DIRECTION 1: In the article on the NSA lawsuit, reproduce everything from "This is far" down to "this time around.".
DIRECTION 2: According to the article on the NSA lawsuit, what happened to Smith v. Obama?

TEXT TO READ:
Wikipedia’s parent organization just joined the fight against dragnet government surveillance.
The ACLU filed a lawsuit today against the National Security Administration for its spying tactics. The lawsuit challenges the NSA’s surveillance program as a violation of Fourth Amendment privacy rights, an infringement on First Amendment rights, and an overstepping of the authority given to the NSA under Congress’ FISA Amendments Act.
“The reason we’re filing this lawsuit is that we feel we’ve been harmed directly by the NSA,” Wikimedia General Counsel Geoff Brigham told me, noting that the NSA explicitly targeted Wikipedia in a top secret document revealed by Edward Snowden. Plaintiffs stretch across political boundaries and include both conservative and liberal organizations.
This is far from the only recent lawsuit against the NSA. In February, a judge announced that he can’t rule inJewel vs. NSA, a lawsuit filed by the Electronic Frontier Foundation against the NSA’s spying tactics. The EFF has also filed a suit regarding government spying in July 2013 (First Unitarian vs. NSA) and helped the ACLU on the legal team for Smith vs. Obama, which also argued that bulk government data collection violates a citizen’s Fourth Amendment rights.
So far, none of these cases have worked out. Smith v. Obama was dismissed. And the ACLU cited Clapper vs. Amnesty as a precedent to this case. While that lawsuit wound up dismissed by the Supreme Court after it determined that plaintiffs couldn’t prove they were getting spied on, there’s still a lot of optimism this time around.
“I expect the district court will rule in our favor and that the NSA will accept that ruling,” Bingham told me.

Collection entries:
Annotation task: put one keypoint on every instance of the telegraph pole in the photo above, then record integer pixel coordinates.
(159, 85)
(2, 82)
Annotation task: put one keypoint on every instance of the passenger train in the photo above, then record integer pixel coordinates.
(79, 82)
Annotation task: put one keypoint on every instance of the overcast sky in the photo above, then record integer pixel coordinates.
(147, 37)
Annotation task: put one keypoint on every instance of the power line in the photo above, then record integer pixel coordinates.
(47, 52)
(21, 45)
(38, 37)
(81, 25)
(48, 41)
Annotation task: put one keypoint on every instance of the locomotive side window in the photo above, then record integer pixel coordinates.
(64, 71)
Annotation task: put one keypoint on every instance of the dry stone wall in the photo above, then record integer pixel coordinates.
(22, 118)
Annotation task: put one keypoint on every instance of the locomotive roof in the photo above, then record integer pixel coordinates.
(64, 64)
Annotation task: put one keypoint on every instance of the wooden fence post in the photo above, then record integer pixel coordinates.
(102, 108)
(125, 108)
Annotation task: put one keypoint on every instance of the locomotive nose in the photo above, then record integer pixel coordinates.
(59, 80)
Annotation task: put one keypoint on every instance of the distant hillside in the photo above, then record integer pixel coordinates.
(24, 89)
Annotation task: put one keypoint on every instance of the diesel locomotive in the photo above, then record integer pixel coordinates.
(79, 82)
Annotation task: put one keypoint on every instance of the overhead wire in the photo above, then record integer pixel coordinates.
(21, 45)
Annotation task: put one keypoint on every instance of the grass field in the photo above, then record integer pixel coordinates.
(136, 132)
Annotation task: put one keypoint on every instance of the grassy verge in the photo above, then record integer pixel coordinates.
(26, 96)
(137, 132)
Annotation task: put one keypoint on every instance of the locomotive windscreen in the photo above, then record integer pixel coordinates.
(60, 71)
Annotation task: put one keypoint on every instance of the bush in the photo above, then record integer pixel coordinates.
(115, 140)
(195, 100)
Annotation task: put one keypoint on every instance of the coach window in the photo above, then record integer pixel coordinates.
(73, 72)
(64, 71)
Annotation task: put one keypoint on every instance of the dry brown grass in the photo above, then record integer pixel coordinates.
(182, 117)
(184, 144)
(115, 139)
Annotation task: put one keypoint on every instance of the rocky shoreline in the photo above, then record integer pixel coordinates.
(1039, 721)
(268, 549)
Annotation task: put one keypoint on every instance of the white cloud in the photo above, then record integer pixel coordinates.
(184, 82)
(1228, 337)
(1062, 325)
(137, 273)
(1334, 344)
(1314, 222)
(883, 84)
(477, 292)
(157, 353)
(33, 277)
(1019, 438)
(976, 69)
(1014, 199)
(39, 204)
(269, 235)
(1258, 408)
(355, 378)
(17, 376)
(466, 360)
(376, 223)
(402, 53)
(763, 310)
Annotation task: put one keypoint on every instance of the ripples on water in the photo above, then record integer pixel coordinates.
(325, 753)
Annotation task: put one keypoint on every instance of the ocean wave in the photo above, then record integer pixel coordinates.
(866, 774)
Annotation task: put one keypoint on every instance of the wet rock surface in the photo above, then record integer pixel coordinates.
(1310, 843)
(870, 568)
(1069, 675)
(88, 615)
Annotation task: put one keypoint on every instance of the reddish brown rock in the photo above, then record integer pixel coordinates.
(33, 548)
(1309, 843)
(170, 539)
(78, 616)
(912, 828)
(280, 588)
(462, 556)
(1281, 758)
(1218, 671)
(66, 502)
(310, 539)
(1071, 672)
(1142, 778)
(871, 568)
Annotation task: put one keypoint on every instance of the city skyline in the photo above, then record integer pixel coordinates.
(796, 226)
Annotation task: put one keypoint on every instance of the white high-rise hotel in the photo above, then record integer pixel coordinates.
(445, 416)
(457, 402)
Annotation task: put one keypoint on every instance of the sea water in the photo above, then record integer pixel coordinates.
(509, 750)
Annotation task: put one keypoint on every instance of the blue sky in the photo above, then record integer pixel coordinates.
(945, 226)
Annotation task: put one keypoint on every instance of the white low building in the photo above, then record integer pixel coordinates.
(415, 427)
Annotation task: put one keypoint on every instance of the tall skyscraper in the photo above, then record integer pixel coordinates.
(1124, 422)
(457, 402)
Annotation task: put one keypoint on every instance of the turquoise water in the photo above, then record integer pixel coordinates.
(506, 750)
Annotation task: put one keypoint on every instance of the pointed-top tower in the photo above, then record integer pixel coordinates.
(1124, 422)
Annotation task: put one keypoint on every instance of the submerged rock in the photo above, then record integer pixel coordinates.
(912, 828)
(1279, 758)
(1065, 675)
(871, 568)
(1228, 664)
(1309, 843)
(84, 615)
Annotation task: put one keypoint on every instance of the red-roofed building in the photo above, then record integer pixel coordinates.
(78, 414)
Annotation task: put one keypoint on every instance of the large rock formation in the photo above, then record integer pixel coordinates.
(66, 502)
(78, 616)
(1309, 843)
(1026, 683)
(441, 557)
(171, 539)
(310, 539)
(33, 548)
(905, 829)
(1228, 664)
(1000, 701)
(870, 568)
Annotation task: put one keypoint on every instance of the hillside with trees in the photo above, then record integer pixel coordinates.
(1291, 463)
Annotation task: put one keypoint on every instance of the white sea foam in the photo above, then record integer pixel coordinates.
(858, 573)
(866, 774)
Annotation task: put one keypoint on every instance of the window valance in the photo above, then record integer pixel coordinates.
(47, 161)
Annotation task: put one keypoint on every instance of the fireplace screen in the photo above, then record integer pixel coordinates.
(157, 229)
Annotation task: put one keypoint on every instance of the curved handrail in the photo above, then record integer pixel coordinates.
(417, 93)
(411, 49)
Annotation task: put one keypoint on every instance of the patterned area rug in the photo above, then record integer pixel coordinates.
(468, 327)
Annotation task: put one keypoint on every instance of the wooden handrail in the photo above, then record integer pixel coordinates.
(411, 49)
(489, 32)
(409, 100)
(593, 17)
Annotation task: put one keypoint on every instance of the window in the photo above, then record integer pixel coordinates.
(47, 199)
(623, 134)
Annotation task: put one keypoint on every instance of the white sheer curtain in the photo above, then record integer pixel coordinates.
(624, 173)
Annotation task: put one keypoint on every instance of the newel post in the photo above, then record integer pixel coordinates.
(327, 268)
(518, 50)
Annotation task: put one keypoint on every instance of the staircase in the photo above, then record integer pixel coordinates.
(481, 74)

OUTPUT 1:
This is far from the only recent lawsuit against the NSA. In February, a judge announced that he can’t rule inJewel vs. NSA, a lawsuit filed by the Electronic Frontier Foundation against the NSA’s spying tactics. The EFF has also filed a suit regarding government spying in July 2013 (First Unitarian vs. NSA) and helped the ACLU on the legal team for Smith vs. Obama, which also argued that bulk government data collection violates a citizen’s Fourth Amendment rights.
So far, none of these cases have worked out. Smith v. Obama was dismissed. And the ACLU cited Clapper vs. Amnesty as a precedent to this case. While that lawsuit wound up dismissed by the Supreme Court after it determined that plaintiffs couldn’t prove they were getting spied on, there’s still a lot of optimism this time around.

OUTPUT 2: It was dismissed.